Excerpt to read:
"""

Thanks for the help!
Original post follows
Just like how I can use "names(MyData)" to see the names of my variables, I am wondering if I can use a code to see the names/responses/data points of a specific column.
In other words, I am attempting to see the names in my rows for a specific column of data. I would like to see what names are cumulatively being used.
After I find this, I would like to know how many times each name within the rows is being used, whether thats numeric or percentage. After this, I would like to see how many times each name within the rows is being used with the condition that it meets a numeric value of another column/variable.
Apologies if this, in any way, is confusing.
To go further in depth, I am playing around with the Los Angeles Police Data that I got via the Office of the Mayor's website. From 2017-2018, I am attempting to see what charges and the amount of each specific charge were given out in Council District 5. CHARGE and CITY_COUNCIL_DIST are the two variables I am looking at.
Any and all help will be appreciated.
To get all the distinct variables, you can use the unique function, as in:
> x <- c(1,1,2,3,3,4,5,5,5,6)
> unique(x)
[1] 1 2 3 4 5 6
To count the number of distinct values you can use table, as in:
> x <- c(1,1,2,3,3,4,5,5,5,6)
> table(x)
x
1 2 3 4 5 6
2 1 2 1 3 1
The first row gives you the distinct values and the second row the counts for each of them.
EDIT
This edit is aimed to answer your second question following with my previous example.
In order to look for the top five most repeated values of a variable we can use base R. To do so, I would first create a dataframe from your table of frequencies:
df <- as.data.frame(table(x))
Having this, now you just have to order the column Freq in descending order:
df[order(-df$Freq),]
In order to look for the top five most repeated values of a variable within a group, however, we need to go beyond base R. I would use dplyr to create an augmented dataframe with frequencies for each value of the variable of interest, let it be count_variable:
library(dplyr)
x_or <- x %>%
group_by(group_variable, count_variable) %>%
summarise(freq=n())
where x is your original dataframe, group_variable is the variable for your groups and count_variable is the variable you want to count. Now, you just have to order the object in a way you get the frequencies of your count_variable ordered by group_variables:
x_or %>%
arrange(group_variable, count_variable, freq)

"""

Given request 1:
In the R forum thread, list every function called by name with parentheses in the code lines that appear after the word "EDIT".
Given request 2:
Copy everything in the R forum thread from "Original post follows" down to "cumulatively being used.".
The material after this point comes from a separate source and is unrelated to the R forum thread.

Extracted material:
"""

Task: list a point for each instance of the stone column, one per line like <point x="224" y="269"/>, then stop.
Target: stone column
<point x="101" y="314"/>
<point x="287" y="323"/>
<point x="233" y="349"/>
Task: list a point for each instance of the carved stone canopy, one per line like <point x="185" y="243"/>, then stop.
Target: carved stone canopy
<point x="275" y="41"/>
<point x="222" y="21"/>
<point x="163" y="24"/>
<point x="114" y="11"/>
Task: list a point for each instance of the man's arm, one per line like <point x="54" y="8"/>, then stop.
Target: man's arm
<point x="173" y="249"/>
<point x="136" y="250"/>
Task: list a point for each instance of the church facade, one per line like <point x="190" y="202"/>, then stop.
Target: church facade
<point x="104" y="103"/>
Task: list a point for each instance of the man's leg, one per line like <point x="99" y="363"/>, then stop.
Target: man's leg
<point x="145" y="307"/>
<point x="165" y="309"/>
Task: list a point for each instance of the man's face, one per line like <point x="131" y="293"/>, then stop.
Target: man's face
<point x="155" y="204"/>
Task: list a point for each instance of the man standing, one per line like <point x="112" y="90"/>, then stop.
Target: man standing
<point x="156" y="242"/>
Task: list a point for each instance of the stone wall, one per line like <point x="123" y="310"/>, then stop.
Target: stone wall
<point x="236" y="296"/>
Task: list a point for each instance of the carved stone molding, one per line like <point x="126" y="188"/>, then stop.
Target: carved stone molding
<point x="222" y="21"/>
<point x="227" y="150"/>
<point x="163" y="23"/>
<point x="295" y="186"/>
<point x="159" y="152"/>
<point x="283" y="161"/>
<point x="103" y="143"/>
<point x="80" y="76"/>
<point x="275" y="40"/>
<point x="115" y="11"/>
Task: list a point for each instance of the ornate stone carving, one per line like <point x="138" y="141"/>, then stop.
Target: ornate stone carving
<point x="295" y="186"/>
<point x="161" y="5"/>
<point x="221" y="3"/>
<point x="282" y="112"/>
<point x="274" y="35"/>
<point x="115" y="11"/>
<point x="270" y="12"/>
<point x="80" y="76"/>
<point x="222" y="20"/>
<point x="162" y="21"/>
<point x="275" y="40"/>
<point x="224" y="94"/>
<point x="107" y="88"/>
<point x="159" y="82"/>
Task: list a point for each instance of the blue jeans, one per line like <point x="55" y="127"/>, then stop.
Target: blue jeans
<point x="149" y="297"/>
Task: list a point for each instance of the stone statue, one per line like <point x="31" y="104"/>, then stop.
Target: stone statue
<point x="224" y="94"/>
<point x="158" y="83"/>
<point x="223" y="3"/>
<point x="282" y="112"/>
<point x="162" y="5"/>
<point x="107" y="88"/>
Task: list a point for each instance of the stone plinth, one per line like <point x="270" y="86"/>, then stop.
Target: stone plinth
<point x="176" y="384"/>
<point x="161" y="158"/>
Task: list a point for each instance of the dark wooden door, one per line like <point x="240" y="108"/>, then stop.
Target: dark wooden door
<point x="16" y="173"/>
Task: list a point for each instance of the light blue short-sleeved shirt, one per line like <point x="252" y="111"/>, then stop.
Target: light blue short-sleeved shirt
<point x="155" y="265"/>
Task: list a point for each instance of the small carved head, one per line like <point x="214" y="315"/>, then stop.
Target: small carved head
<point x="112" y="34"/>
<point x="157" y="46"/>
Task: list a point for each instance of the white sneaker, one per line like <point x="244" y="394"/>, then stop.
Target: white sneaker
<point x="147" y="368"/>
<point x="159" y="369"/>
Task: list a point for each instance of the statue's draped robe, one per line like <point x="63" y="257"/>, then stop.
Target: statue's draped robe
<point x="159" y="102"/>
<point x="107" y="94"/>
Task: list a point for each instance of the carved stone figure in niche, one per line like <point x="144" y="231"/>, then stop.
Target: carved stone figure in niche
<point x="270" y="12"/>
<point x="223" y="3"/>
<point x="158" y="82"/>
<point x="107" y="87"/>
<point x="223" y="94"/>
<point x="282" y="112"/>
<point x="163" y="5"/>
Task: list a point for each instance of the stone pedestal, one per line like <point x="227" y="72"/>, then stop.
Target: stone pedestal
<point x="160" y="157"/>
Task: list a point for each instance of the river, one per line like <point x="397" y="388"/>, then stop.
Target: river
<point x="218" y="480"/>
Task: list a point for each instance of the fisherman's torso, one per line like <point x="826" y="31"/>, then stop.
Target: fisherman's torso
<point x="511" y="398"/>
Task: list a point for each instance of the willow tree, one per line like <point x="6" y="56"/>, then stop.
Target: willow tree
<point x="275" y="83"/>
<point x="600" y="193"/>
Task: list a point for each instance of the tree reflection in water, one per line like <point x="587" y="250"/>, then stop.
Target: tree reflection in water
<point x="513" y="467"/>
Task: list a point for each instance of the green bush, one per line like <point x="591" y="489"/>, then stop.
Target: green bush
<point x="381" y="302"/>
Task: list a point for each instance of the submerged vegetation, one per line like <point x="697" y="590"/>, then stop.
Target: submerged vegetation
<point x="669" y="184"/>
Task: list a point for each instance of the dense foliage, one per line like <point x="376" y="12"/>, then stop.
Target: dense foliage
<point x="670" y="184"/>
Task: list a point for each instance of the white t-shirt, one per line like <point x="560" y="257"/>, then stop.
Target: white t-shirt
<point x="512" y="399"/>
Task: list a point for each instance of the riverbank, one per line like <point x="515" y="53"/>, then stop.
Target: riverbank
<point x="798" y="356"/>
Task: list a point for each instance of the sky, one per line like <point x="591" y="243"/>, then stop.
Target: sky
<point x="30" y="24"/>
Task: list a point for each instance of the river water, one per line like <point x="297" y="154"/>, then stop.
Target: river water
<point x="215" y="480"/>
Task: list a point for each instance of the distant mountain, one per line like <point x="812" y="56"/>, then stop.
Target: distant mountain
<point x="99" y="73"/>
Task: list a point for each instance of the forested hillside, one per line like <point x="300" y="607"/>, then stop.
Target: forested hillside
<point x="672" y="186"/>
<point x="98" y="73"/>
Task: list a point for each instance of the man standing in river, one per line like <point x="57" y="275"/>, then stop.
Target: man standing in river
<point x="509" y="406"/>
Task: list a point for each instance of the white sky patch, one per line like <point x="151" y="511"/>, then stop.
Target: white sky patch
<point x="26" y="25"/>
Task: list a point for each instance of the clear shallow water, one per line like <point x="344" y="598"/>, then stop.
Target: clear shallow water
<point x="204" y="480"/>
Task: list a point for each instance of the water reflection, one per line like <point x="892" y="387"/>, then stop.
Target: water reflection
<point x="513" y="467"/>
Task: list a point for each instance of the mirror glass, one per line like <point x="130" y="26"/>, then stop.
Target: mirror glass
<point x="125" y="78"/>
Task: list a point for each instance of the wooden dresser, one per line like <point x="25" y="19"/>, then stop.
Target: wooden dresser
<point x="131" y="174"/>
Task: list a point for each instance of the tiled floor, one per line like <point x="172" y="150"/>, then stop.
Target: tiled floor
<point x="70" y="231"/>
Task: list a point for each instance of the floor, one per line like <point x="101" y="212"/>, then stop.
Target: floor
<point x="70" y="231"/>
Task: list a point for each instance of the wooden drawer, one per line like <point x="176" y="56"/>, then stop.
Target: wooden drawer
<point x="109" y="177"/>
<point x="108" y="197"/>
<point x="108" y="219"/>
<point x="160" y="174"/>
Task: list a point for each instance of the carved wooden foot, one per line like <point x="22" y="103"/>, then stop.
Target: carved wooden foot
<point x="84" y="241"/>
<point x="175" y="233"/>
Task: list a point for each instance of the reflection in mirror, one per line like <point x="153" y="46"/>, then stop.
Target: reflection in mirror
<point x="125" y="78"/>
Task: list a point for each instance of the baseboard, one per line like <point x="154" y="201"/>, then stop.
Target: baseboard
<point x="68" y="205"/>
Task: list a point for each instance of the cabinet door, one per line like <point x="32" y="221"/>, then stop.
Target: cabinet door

"""

Solution 1:
as.data.frame, table, order, library, group_by, summarise, n, arrange

Solution 2:
Original post follows
Just like how I can use "names(MyData)" to see the names of my variables, I am wondering if I can use a code to see the names/responses/data points of a specific column.
In other words, I am attempting to see the names in my rows for a specific column of data. I would like to see what names are cumulatively being used.